Data:
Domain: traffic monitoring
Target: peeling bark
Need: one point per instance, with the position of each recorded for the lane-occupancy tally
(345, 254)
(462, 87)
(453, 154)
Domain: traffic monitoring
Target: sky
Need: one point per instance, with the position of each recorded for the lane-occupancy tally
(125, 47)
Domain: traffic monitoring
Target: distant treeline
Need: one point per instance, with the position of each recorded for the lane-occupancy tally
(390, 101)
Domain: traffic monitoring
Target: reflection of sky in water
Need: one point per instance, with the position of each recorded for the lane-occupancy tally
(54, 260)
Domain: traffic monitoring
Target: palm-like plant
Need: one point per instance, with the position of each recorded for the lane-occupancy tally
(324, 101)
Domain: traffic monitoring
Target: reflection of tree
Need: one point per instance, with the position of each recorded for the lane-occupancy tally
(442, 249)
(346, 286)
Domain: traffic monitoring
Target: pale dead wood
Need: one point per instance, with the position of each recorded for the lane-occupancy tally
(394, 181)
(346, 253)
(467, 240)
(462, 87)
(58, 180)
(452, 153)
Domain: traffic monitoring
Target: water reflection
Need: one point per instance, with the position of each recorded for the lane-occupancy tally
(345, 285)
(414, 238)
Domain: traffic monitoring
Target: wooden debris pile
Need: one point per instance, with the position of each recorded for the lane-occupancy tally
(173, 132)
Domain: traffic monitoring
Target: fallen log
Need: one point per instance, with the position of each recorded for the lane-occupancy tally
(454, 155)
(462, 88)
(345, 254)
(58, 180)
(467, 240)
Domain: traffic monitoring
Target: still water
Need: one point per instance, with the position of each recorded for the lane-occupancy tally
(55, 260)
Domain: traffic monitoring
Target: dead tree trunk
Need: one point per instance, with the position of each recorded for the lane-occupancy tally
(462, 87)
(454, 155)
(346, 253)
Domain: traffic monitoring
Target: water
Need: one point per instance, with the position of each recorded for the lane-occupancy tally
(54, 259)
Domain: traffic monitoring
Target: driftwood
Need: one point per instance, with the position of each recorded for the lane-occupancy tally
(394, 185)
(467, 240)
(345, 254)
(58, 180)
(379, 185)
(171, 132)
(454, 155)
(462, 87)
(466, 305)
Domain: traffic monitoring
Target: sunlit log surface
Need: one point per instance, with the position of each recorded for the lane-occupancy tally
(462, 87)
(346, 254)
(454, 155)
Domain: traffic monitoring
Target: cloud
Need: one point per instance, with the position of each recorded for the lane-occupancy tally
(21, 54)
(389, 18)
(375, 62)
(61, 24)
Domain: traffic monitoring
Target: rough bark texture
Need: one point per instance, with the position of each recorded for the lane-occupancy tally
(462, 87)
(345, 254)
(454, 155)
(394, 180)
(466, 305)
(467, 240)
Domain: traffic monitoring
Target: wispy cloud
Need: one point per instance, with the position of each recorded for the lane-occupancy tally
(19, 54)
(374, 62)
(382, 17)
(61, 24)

What the task asks: Reproduce each line of the data containing the word "water".

Solution to this task:
Target: reflection of sky in water
Target: water reflection
Target: still water
Target: water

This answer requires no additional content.